* [Exercise prompt]:
Your response should match the records line for line.

* [Extracted records]:

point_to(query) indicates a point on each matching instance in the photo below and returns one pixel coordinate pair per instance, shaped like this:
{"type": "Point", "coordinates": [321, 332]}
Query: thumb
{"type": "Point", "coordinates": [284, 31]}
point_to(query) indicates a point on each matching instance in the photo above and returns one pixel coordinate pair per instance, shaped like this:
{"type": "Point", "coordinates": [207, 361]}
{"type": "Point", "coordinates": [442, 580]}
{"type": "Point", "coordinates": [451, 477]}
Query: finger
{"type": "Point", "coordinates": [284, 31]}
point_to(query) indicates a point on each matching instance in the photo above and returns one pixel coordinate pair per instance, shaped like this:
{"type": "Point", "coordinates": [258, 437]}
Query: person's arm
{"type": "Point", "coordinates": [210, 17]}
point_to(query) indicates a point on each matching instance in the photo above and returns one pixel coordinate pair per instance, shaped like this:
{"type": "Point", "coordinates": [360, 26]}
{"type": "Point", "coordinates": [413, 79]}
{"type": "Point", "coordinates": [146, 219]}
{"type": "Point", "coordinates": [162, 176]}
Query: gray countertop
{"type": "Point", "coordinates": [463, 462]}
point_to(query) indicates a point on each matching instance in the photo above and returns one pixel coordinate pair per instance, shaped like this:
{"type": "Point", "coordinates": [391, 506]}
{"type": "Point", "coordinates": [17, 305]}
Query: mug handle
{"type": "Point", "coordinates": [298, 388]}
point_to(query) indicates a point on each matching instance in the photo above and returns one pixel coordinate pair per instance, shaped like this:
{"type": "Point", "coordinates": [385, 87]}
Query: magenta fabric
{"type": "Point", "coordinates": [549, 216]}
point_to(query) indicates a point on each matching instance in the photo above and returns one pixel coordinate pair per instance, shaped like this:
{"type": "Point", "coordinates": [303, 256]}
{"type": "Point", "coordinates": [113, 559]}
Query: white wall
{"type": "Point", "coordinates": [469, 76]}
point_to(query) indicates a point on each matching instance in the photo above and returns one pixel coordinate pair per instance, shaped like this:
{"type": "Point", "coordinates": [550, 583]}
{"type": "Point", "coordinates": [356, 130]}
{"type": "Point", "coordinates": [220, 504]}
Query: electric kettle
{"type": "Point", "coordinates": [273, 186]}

* [Answer section]:
point_to(query) indicates a point on each matching instance in the photo below and returns one pixel coordinate pair per instance, shaped like this:
{"type": "Point", "coordinates": [321, 332]}
Query: thumb
{"type": "Point", "coordinates": [284, 31]}
point_to(query) indicates a point on each matching instance in the photo above and returns one pixel coordinate pair per instance, shaped like this:
{"type": "Point", "coordinates": [207, 361]}
{"type": "Point", "coordinates": [442, 580]}
{"type": "Point", "coordinates": [451, 477]}
Query: finger
{"type": "Point", "coordinates": [284, 31]}
point_to(query) indicates a point on each matching instance in the photo above and returns one pixel coordinate pair per instance, shaped like this:
{"type": "Point", "coordinates": [258, 437]}
Query: person's arm
{"type": "Point", "coordinates": [210, 17]}
point_to(query) indicates a point on each matching instance in the photo above and returns one pixel coordinate pair per instance, shaped like this:
{"type": "Point", "coordinates": [360, 26]}
{"type": "Point", "coordinates": [413, 79]}
{"type": "Point", "coordinates": [146, 219]}
{"type": "Point", "coordinates": [162, 176]}
Query: gray countertop
{"type": "Point", "coordinates": [463, 462]}
point_to(query) indicates a point on each matching instance in the photo above and returns one pixel coordinate pair per instance, shaped like this:
{"type": "Point", "coordinates": [391, 506]}
{"type": "Point", "coordinates": [17, 305]}
Query: mug handle
{"type": "Point", "coordinates": [298, 388]}
point_to(query) indicates a point on each matching instance in the photo above and returns one pixel coordinate pair per instance, shaped like this:
{"type": "Point", "coordinates": [385, 87]}
Query: magenta fabric
{"type": "Point", "coordinates": [549, 216]}
point_to(query) indicates a point on each matching instance in the photo above and returns one pixel coordinate pair per instance, shaped like this:
{"type": "Point", "coordinates": [303, 256]}
{"type": "Point", "coordinates": [113, 559]}
Query: white wall
{"type": "Point", "coordinates": [469, 76]}
point_to(query) indicates a point on each matching instance in the photo above and returns one pixel coordinate pair per instance, shaped like this:
{"type": "Point", "coordinates": [550, 583]}
{"type": "Point", "coordinates": [356, 130]}
{"type": "Point", "coordinates": [220, 504]}
Query: electric kettle
{"type": "Point", "coordinates": [273, 186]}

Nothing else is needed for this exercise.